:: Exercise requirements ::
Extract every line from the records below that contains the word "dirt".

:: The input ::
========================================

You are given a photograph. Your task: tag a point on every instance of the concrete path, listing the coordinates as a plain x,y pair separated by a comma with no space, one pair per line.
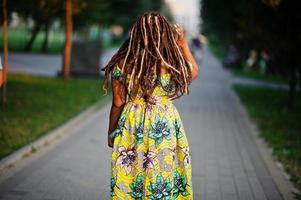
226,162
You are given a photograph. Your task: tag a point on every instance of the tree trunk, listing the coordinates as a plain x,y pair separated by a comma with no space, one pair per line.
68,40
5,53
34,34
45,42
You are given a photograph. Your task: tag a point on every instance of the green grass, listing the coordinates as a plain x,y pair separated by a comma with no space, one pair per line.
216,46
280,127
37,105
18,38
256,75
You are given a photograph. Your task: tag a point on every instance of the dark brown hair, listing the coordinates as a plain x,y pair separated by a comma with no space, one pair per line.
152,44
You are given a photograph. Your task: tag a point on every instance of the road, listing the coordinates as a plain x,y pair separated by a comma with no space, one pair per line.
226,162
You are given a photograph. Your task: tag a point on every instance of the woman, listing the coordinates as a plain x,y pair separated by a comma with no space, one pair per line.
150,155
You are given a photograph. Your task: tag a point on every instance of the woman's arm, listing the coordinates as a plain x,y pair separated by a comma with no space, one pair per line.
182,42
118,102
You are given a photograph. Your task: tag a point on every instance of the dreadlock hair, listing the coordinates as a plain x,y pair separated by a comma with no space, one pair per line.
152,44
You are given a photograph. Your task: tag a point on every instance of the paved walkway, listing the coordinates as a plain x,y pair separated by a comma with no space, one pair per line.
225,159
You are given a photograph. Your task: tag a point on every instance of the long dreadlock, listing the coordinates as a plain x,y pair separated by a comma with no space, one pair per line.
152,44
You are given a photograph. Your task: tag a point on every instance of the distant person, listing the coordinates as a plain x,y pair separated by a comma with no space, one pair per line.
1,73
150,155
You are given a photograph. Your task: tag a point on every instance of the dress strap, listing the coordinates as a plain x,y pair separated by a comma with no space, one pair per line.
116,73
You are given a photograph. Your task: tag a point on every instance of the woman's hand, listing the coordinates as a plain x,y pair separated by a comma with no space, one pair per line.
110,141
181,36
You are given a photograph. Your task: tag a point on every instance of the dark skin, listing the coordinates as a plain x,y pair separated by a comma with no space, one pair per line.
119,90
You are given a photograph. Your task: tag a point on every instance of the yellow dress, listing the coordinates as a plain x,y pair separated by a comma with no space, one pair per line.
150,155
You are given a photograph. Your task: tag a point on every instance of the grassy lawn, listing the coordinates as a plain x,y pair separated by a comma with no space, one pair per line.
216,46
280,127
17,40
39,104
258,76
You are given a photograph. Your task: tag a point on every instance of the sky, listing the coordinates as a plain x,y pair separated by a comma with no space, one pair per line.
187,14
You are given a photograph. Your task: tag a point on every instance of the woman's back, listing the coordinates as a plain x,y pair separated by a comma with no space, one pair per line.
150,155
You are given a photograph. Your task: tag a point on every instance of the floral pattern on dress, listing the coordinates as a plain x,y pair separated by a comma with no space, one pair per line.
150,155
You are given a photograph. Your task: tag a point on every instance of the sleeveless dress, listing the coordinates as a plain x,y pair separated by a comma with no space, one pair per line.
150,155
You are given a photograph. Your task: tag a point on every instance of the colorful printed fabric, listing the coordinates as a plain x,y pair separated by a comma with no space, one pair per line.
150,156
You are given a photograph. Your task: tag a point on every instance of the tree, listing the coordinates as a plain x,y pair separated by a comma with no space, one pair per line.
271,25
68,40
5,53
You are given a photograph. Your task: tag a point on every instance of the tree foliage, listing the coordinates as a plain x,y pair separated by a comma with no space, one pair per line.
271,25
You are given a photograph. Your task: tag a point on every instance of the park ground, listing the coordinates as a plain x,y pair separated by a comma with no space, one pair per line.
229,161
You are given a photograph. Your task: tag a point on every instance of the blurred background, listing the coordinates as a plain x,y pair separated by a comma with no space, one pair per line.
52,51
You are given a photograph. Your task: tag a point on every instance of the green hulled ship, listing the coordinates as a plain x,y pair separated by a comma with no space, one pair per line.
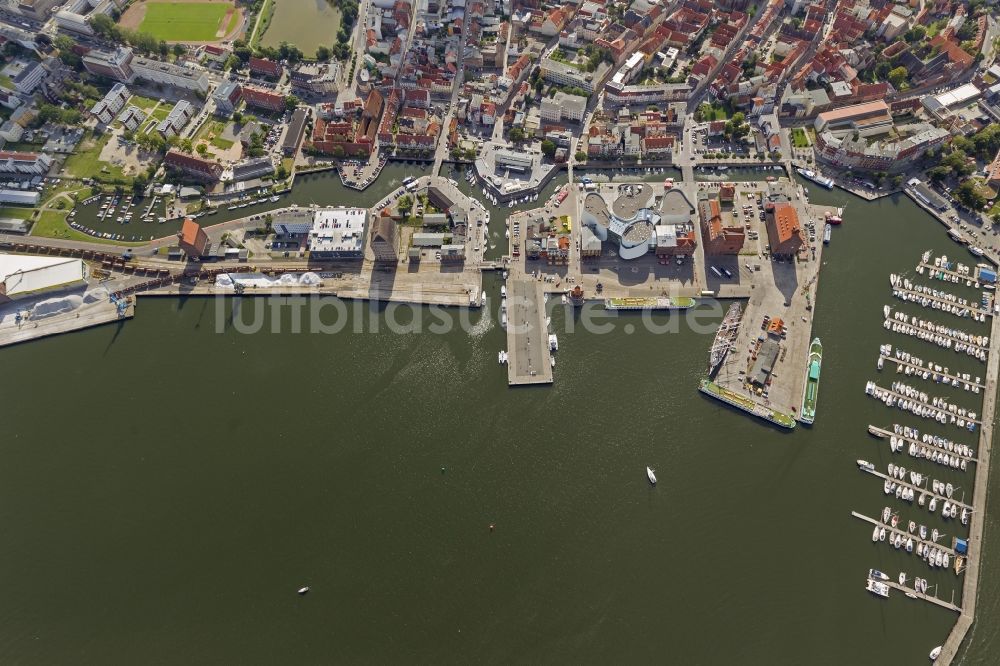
811,392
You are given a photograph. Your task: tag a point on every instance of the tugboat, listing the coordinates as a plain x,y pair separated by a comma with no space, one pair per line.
811,393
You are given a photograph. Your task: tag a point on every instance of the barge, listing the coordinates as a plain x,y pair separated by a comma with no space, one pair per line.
734,399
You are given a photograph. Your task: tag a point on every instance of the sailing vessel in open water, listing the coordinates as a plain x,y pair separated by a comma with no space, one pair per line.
811,392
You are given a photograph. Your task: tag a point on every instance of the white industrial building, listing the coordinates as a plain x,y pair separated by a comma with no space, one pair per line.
25,276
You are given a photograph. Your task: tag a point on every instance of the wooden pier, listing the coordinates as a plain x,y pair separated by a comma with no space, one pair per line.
907,535
921,369
920,489
971,307
932,332
885,434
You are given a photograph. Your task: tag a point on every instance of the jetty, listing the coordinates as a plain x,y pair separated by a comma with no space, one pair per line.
911,296
906,535
978,520
954,379
885,434
528,355
906,328
920,489
879,392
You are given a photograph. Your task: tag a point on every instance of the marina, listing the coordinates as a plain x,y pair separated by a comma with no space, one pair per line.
942,301
928,493
942,336
948,453
910,365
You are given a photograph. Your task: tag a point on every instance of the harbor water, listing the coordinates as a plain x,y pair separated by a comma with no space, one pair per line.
166,489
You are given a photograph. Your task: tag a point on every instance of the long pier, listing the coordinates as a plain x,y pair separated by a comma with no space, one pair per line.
528,355
906,535
977,522
920,489
922,369
882,432
933,332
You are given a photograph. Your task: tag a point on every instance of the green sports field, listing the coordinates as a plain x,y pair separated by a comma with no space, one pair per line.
184,21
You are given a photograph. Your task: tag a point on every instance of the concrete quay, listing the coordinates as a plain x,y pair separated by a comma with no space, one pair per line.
528,355
977,522
83,317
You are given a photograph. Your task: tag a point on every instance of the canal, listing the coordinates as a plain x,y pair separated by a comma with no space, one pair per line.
169,483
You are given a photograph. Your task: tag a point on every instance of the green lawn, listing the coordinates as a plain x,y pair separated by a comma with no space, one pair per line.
16,212
86,163
52,224
184,21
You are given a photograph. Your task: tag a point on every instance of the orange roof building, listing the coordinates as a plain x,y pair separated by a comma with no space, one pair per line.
193,238
784,233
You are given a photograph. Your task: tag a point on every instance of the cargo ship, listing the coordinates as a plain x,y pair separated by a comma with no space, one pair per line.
724,338
816,177
734,399
633,303
811,392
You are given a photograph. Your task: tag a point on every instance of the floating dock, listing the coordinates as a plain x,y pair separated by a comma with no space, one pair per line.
907,535
528,356
919,489
885,434
922,369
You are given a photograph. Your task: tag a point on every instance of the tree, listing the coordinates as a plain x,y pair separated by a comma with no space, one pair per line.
897,77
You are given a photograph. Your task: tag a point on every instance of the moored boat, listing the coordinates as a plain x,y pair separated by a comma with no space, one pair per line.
811,392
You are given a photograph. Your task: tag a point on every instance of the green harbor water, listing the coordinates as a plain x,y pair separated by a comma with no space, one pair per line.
169,483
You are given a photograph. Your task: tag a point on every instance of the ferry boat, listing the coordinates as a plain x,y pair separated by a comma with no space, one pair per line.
724,337
641,303
816,178
811,393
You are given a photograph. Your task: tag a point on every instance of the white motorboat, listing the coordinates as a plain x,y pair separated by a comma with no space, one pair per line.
877,588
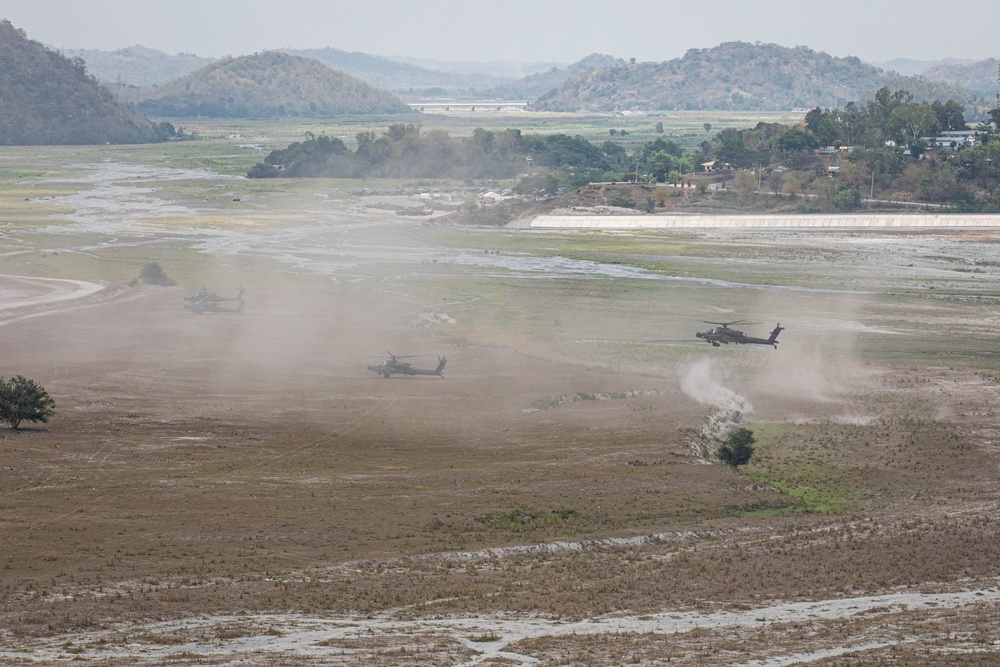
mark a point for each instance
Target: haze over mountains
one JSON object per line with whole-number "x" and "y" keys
{"x": 48, "y": 99}
{"x": 264, "y": 85}
{"x": 733, "y": 75}
{"x": 51, "y": 98}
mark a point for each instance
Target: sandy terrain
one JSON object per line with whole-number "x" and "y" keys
{"x": 226, "y": 489}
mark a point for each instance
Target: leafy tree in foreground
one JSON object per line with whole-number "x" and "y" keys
{"x": 737, "y": 448}
{"x": 22, "y": 399}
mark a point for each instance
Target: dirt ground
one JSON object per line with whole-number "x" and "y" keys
{"x": 223, "y": 489}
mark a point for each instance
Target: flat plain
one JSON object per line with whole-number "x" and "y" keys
{"x": 222, "y": 488}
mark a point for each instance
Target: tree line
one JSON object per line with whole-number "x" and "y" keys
{"x": 886, "y": 138}
{"x": 406, "y": 151}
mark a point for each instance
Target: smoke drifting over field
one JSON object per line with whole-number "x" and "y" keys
{"x": 700, "y": 384}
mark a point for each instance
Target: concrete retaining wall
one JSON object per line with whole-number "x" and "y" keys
{"x": 857, "y": 221}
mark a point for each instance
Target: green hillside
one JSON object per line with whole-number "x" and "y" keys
{"x": 738, "y": 76}
{"x": 264, "y": 85}
{"x": 48, "y": 99}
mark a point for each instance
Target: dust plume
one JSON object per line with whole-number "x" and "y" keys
{"x": 699, "y": 383}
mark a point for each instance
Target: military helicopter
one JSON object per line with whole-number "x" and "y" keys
{"x": 723, "y": 335}
{"x": 204, "y": 301}
{"x": 393, "y": 366}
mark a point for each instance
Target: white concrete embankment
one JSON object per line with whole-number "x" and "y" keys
{"x": 856, "y": 221}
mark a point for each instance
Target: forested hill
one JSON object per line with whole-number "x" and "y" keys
{"x": 136, "y": 65}
{"x": 396, "y": 76}
{"x": 739, "y": 76}
{"x": 265, "y": 85}
{"x": 46, "y": 98}
{"x": 531, "y": 87}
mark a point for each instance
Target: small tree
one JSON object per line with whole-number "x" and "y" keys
{"x": 737, "y": 448}
{"x": 22, "y": 399}
{"x": 153, "y": 274}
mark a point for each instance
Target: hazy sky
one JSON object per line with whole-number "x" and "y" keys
{"x": 516, "y": 30}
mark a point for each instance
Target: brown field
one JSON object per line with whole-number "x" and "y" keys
{"x": 225, "y": 489}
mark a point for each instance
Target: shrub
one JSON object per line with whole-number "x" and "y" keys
{"x": 153, "y": 274}
{"x": 737, "y": 448}
{"x": 22, "y": 399}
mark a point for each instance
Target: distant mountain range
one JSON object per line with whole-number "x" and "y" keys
{"x": 48, "y": 99}
{"x": 264, "y": 85}
{"x": 739, "y": 76}
{"x": 733, "y": 76}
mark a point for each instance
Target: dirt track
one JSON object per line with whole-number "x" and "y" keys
{"x": 223, "y": 488}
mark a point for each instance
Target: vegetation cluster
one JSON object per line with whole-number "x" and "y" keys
{"x": 545, "y": 162}
{"x": 24, "y": 400}
{"x": 833, "y": 161}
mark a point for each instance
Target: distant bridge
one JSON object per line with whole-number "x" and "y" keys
{"x": 473, "y": 107}
{"x": 852, "y": 221}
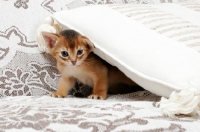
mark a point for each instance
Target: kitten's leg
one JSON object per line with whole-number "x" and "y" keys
{"x": 65, "y": 85}
{"x": 99, "y": 89}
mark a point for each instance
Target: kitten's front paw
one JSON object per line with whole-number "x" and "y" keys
{"x": 92, "y": 96}
{"x": 56, "y": 95}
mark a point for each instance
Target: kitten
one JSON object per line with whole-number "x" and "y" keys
{"x": 75, "y": 60}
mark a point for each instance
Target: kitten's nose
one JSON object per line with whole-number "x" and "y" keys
{"x": 73, "y": 62}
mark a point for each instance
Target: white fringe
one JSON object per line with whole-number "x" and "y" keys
{"x": 50, "y": 26}
{"x": 185, "y": 102}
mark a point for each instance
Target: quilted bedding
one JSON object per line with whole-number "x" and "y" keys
{"x": 27, "y": 76}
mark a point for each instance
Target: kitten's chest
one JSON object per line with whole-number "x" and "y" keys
{"x": 79, "y": 74}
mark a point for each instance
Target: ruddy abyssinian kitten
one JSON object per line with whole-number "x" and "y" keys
{"x": 75, "y": 60}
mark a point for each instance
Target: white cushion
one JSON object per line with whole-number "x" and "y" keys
{"x": 147, "y": 42}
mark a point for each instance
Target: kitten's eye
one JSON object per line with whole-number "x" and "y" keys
{"x": 79, "y": 52}
{"x": 64, "y": 53}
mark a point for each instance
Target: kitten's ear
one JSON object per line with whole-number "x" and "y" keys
{"x": 50, "y": 39}
{"x": 88, "y": 43}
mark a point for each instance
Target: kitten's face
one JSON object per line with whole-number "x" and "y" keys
{"x": 69, "y": 47}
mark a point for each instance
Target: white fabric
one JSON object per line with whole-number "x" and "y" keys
{"x": 159, "y": 64}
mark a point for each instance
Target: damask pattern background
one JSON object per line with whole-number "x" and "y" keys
{"x": 30, "y": 75}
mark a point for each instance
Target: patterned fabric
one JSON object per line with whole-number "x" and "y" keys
{"x": 24, "y": 69}
{"x": 118, "y": 113}
{"x": 26, "y": 72}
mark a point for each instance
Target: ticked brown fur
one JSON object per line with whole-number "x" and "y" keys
{"x": 75, "y": 60}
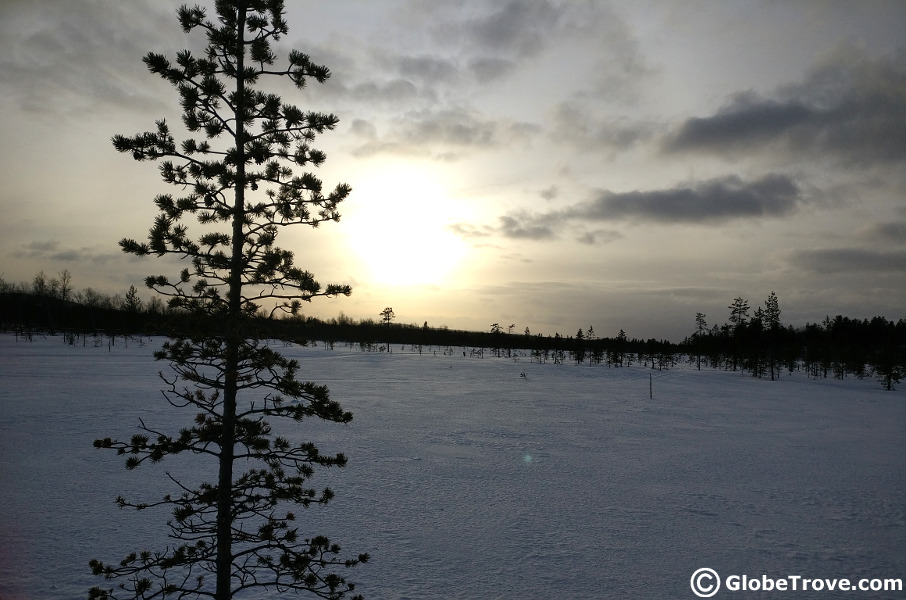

========================================

:: Answer to this task ::
Target: dirt ground
Target: dirt track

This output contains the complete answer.